● **Aim of the exercise**
Rewrite the data below with every "photo" replaced by "image" and nothing else changed. Leave the pictures out of your version.
************
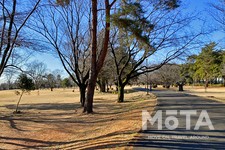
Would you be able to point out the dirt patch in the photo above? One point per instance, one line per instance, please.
(54, 120)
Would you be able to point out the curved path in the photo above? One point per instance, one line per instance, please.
(180, 138)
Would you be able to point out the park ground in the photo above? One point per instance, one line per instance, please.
(214, 93)
(55, 120)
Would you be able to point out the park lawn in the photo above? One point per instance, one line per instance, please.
(214, 93)
(55, 120)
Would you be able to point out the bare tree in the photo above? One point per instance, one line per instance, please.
(13, 17)
(167, 36)
(65, 30)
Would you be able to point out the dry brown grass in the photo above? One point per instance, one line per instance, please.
(215, 93)
(54, 120)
************
● **Solution for this problem**
Would you be able to point out the dirt patch in the image above? One point per instance, one line per instance, please.
(54, 120)
Would you be able to point out the curved path in the image above? One point per instance, one line per instance, please.
(180, 138)
Would you be able to point out the park ground in the image above? One point per instance, one line per instance, please.
(214, 93)
(55, 120)
Would you be able to point out the park lawn in the image above? One point per instance, one line per instance, please.
(214, 93)
(55, 120)
Would you be able to point out the bare tree in the image above? One point per instance, one line per instance, please.
(13, 17)
(167, 36)
(65, 30)
Would you be able to point out the dry brown grass in the image above? One point per instance, one line per instance, please.
(215, 93)
(54, 120)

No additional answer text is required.